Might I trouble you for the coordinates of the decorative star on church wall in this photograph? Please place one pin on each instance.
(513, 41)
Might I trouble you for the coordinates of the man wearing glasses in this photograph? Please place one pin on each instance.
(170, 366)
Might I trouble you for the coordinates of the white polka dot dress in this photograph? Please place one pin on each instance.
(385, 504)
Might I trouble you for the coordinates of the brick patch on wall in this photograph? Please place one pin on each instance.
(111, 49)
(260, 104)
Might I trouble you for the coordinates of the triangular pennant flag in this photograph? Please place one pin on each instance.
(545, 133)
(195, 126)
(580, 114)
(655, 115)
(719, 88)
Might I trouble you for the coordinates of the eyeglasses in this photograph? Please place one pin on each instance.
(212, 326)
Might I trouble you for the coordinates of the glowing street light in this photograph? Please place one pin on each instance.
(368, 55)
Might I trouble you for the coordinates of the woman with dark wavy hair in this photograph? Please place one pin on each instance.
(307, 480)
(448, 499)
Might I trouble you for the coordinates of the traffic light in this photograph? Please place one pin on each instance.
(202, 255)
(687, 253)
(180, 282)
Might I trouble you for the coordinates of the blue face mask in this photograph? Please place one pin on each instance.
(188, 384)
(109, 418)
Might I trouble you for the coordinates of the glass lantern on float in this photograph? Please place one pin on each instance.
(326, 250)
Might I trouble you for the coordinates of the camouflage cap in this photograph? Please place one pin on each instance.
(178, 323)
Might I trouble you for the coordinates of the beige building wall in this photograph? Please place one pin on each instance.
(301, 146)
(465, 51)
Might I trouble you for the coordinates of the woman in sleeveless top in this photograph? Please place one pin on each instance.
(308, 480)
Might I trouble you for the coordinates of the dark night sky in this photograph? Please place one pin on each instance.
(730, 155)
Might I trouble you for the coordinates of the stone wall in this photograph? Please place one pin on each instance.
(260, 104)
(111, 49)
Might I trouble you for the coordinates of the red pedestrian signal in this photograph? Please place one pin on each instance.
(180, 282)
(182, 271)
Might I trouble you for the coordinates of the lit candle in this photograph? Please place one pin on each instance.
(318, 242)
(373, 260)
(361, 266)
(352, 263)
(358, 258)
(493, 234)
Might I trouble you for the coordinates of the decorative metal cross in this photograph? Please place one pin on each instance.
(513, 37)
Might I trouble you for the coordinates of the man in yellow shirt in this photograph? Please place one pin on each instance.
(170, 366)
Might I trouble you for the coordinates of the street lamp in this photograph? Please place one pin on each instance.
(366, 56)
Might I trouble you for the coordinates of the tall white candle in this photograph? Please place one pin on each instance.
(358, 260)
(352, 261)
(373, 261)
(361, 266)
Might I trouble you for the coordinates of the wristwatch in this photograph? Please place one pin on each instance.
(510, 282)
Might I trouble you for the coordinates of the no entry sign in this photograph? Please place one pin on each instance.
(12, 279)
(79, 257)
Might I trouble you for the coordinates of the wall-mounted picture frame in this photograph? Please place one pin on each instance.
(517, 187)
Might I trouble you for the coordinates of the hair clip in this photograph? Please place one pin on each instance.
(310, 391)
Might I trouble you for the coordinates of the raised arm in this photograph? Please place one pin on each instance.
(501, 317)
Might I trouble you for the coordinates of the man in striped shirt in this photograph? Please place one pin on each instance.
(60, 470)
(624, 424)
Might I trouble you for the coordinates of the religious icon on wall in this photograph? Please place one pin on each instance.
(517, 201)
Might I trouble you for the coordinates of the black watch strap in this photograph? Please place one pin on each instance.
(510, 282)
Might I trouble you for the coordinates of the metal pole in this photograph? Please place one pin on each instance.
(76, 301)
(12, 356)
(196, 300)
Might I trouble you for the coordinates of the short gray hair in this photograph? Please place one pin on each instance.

__________

Each line from the one containing "man in striped" to the final line of the entries above must be returned exactly, and no other line may appear.

Might I trouble you for the coordinates of the man in striped shirt in this photograph? Please place one pin on each instance.
(60, 470)
(624, 424)
Might I trouble you for the coordinates of the religious icon on wall in this photograph? Please place one pin on each instance.
(517, 201)
Might I trouble you for the coordinates of the black watch strap in this photograph? Please place one pin on each instance.
(510, 282)
Might I trouble you for the coordinates of the metal pole in this photograph? Please place one pin on each instance.
(76, 301)
(12, 356)
(196, 300)
Might I trouble you for the coordinates of the short gray hair in this photograph? Please place one pin on each instance.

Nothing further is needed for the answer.